(ПРИВЕДЁННЫЙ ОТРЫВОК):
_ _ _ _ _ _ _

29 октября было мое рождение, мне минуло десять лет. Накануне я все выспрашивала у Сони, что мне подарят, но Соня не говорила. Главное, меня занимал подарок моей крестной матери, Татьяны Ивановны Захарьиной, зажиточной ярославской помещицы: – она всегда дарила мне что-нибудь интересное. Ложась спать, я перебирала в уме своем, что я желала бы получить.
«Черного пуделька, только живого, или большую куклу», – решила я, и Соня мне сочувствовала.
На другое утро, надев светлое, праздничное платье, помолившись Богу и чувствуя какое-то торжественное умиление, я вошла в столовую. Меня целовали, поздравляли и дарили. Между подарками стояла большая кукла с картонной головой и раскрашенным лицом; она была почти моего роста. Это был подарок дедушки Исленьева. Я была очень счастлива: одно из моих желаний было исполнено. Я назвала ее Мими. Она впоследствии была описана в романе «Война и мир».
Теперь мне оставалось ожидать лишь приезда моей крестной. Скажу несколько слов о Т. И. Захарьиной.

_ _ _ _ _ _ _

(ПРЕДСТАВЛЕННЫЙ ПЕРЕЧЕНЬ):

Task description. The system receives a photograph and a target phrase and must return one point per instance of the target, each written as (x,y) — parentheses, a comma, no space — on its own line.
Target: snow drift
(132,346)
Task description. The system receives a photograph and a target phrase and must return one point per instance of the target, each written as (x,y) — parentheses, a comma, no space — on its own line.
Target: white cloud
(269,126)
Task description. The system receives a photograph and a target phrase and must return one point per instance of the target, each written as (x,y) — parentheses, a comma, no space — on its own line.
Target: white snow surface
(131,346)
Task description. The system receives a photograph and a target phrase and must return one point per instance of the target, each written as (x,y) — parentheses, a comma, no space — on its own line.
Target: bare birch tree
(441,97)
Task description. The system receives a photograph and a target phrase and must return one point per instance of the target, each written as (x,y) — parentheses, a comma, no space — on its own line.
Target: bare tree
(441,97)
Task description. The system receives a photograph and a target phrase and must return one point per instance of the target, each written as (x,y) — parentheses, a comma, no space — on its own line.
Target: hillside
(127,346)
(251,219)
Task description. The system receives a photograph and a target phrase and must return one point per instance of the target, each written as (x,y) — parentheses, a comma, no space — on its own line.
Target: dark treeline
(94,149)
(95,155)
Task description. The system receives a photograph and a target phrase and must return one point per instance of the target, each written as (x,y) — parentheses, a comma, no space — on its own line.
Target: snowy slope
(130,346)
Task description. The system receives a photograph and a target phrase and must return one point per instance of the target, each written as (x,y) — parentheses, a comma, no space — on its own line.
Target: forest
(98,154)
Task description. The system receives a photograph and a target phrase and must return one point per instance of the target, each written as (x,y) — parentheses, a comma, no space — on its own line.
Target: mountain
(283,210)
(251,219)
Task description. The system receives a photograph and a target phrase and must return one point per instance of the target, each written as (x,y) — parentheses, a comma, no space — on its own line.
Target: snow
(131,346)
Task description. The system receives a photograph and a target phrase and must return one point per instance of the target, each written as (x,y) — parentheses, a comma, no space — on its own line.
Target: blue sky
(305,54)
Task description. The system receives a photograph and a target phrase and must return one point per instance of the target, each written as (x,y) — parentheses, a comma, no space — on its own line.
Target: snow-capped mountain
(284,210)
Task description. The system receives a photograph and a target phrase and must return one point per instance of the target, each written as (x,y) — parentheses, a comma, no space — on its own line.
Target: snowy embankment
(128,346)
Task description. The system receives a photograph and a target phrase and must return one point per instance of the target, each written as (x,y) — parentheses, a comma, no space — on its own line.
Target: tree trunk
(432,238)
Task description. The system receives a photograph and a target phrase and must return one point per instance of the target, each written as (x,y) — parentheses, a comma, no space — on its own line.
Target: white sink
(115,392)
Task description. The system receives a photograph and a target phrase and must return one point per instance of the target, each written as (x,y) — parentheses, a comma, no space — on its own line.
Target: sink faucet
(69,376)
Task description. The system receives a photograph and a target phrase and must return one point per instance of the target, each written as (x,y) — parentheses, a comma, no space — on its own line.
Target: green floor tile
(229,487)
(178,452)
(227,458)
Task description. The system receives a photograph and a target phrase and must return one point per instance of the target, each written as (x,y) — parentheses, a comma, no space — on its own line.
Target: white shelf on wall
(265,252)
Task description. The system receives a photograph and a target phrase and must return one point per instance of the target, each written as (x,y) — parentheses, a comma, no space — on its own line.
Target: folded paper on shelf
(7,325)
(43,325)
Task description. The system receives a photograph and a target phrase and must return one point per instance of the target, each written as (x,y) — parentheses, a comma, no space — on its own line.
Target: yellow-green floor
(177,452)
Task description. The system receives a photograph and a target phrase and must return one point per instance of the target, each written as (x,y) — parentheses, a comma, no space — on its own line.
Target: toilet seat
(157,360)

_ _ _ _ _ _ _

(ЗАДАНИЕ):
Выпишите из отрывка все признаки куклы, которую подарил дедушка Исленьев.

(ОТВЕТ К ЗАДАНИЮ):
Большая, с картонной головой, с раскрашенным лицом, почти в рост рассказчицы.